- **BRIEF**:
Reproduce the listing below word for word, omitting the pictures.

***

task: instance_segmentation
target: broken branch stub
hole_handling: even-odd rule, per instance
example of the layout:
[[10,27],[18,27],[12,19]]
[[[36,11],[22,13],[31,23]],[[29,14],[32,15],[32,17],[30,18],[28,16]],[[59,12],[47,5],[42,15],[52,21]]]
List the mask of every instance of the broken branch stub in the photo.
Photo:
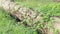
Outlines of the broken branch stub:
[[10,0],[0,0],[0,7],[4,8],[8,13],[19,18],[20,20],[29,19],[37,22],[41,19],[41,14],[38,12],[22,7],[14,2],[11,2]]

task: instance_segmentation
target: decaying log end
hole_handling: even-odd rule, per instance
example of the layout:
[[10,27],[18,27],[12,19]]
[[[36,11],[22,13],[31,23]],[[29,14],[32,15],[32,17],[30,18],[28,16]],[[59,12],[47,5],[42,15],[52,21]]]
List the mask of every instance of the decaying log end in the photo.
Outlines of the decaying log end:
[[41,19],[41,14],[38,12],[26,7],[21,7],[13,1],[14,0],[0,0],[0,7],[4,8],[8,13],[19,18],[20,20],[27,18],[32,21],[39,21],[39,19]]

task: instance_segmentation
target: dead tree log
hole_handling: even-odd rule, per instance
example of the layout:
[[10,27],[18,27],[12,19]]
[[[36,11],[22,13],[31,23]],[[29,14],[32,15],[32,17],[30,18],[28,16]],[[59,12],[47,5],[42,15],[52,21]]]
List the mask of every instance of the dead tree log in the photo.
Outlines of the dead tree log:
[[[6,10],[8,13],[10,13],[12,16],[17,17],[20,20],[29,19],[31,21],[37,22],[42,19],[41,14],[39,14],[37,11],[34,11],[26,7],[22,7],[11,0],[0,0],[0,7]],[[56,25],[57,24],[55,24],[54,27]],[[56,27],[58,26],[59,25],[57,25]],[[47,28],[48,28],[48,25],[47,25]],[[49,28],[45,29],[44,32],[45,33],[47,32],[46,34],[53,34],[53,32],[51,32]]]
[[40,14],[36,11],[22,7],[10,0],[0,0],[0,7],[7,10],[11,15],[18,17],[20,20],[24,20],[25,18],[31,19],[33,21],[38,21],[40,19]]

***

- **ANSWER TO THIS EXERCISE**:
task: instance_segmentation
target: broken branch stub
hole_handling: even-odd rule, per instance
example of the layout:
[[10,27],[18,27],[12,19]]
[[[36,11],[22,13],[31,23]],[[29,14],[32,15],[32,17],[30,18],[28,16]],[[59,12],[47,5],[42,15],[52,21]]]
List the mask of every instance of the broken branch stub in the photo.
Photo:
Outlines of the broken branch stub:
[[10,0],[0,0],[0,7],[4,8],[8,13],[19,18],[20,20],[29,19],[37,22],[41,19],[41,14],[38,12],[22,7],[14,2],[11,2]]

task: instance_segmentation
target: decaying log end
hole_handling: even-odd rule, per instance
example of the layout:
[[10,27],[18,27],[12,19]]
[[[36,11],[22,13],[31,23]],[[29,14],[32,15],[32,17],[30,18],[28,16]],[[59,12],[47,5],[42,15],[52,21]]]
List the mask of every instance of the decaying log end in the photo.
Outlines of the decaying log end:
[[41,19],[41,14],[38,12],[26,7],[21,7],[13,1],[14,0],[0,0],[0,7],[4,8],[8,13],[19,18],[20,20],[27,18],[32,21],[39,21],[39,19]]

task: instance_segmentation
target: dead tree log
hole_handling: even-odd rule, per instance
example of the layout:
[[10,27],[18,27],[12,19]]
[[[36,11],[22,13],[31,23]],[[29,14],[32,15],[32,17],[30,18],[28,16]],[[59,12],[47,5],[42,15],[52,21]]]
List the mask of every instance of the dead tree log in the photo.
Outlines of the dead tree log:
[[[6,10],[8,13],[10,13],[12,16],[17,17],[20,20],[29,19],[31,21],[37,22],[42,19],[41,14],[39,14],[37,11],[34,11],[26,7],[22,7],[11,0],[0,0],[0,7]],[[56,25],[57,24],[55,24],[54,27]],[[56,27],[58,26],[59,25],[57,25]],[[47,28],[48,28],[48,25],[47,25]],[[49,28],[45,29],[44,32],[45,33],[47,32],[46,34],[53,34],[53,32],[51,32]]]
[[40,14],[36,11],[22,7],[10,0],[0,0],[0,7],[7,10],[11,15],[18,17],[20,20],[24,20],[25,18],[31,19],[33,21],[38,21],[40,19]]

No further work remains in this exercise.